WHAT IS EXPECTED>
Which lines in the data below contain the word "ferris"? Filter them out and copy each one.

MATERIAL PROVIDED>
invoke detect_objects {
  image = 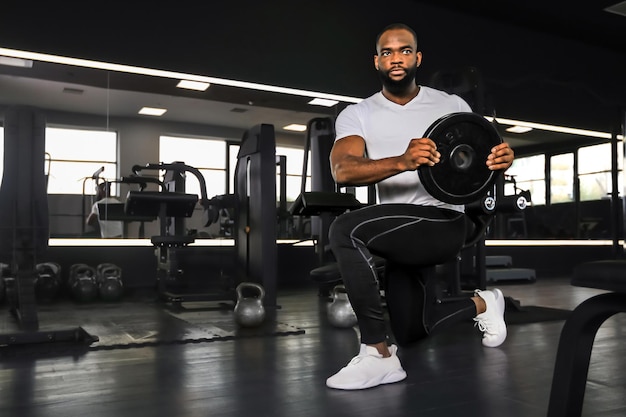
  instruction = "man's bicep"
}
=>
[330,136,365,163]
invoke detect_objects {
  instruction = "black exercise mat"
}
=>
[0,302,304,350]
[504,298,571,325]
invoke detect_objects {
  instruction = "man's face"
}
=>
[374,29,422,94]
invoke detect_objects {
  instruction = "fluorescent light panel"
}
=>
[283,123,306,132]
[139,107,167,116]
[176,80,211,91]
[485,116,624,140]
[0,56,33,68]
[0,48,363,103]
[604,1,626,16]
[309,97,339,107]
[0,46,624,140]
[506,126,533,133]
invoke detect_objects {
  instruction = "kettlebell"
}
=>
[67,264,98,302]
[234,282,265,327]
[35,262,61,303]
[96,263,124,302]
[328,284,357,327]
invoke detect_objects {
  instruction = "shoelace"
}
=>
[474,318,490,333]
[347,353,376,366]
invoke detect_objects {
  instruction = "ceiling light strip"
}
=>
[485,117,624,140]
[0,48,363,103]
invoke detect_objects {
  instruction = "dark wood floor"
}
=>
[0,277,626,417]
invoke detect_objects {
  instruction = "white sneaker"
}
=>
[326,344,406,390]
[474,288,506,347]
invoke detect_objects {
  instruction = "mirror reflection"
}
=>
[0,52,623,239]
[0,54,338,238]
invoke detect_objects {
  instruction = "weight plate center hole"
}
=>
[450,144,476,172]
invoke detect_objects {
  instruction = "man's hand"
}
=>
[487,142,515,171]
[402,138,441,171]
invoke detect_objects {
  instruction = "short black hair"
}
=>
[374,23,418,53]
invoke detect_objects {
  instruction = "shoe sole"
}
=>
[482,288,507,347]
[326,370,406,390]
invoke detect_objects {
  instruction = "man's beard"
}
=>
[378,66,417,96]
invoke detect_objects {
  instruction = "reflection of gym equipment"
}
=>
[67,264,98,303]
[201,124,286,309]
[96,263,124,302]
[0,107,98,345]
[124,162,233,303]
[289,117,363,295]
[82,167,156,238]
[235,124,278,308]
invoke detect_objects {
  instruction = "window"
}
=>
[550,153,574,204]
[505,155,546,205]
[0,127,117,194]
[578,143,623,201]
[159,136,226,198]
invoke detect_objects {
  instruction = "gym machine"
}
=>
[200,124,286,309]
[0,107,98,345]
[121,162,234,304]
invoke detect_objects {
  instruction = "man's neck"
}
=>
[382,85,420,106]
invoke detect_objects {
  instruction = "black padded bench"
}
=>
[548,260,626,417]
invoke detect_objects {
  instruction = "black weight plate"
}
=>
[417,113,502,205]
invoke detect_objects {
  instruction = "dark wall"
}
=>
[0,0,626,130]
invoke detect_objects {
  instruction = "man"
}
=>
[326,24,513,389]
[86,181,124,238]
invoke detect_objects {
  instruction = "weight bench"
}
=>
[548,260,626,417]
[289,191,364,295]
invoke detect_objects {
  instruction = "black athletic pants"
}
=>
[329,204,476,345]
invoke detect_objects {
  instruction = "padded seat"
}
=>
[548,260,626,417]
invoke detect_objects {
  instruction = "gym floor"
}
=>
[0,277,626,417]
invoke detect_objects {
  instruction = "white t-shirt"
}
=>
[91,197,124,238]
[335,86,472,212]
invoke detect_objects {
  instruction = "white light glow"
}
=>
[176,80,211,91]
[139,107,167,116]
[309,97,339,107]
[0,56,33,68]
[485,116,624,140]
[506,126,533,133]
[283,123,306,132]
[0,48,363,103]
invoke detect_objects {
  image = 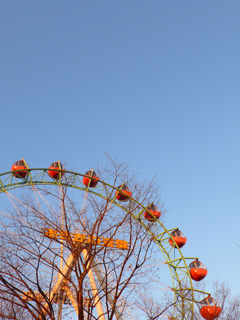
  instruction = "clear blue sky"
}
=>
[0,0,240,302]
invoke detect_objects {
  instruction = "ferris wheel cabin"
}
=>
[169,229,187,248]
[144,204,161,221]
[200,296,222,320]
[115,183,132,201]
[188,260,207,281]
[48,161,65,180]
[11,159,28,179]
[83,170,99,188]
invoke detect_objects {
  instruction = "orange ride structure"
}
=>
[0,159,221,320]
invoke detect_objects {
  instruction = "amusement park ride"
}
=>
[0,159,221,320]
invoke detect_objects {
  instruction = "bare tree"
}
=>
[0,160,163,320]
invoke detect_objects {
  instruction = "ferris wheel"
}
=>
[0,159,221,320]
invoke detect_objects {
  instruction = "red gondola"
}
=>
[200,296,222,320]
[11,159,28,179]
[48,161,65,180]
[188,260,207,281]
[115,183,132,201]
[169,229,187,248]
[83,170,99,188]
[144,204,161,221]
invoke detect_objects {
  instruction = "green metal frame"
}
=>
[0,168,209,320]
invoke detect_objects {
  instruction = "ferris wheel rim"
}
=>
[0,168,209,313]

ANSWER TO THE TASK>
  instruction = "ferris wheel cabin"
  instruction = "ferris wheel"
  instruction = "ferris wheel rim"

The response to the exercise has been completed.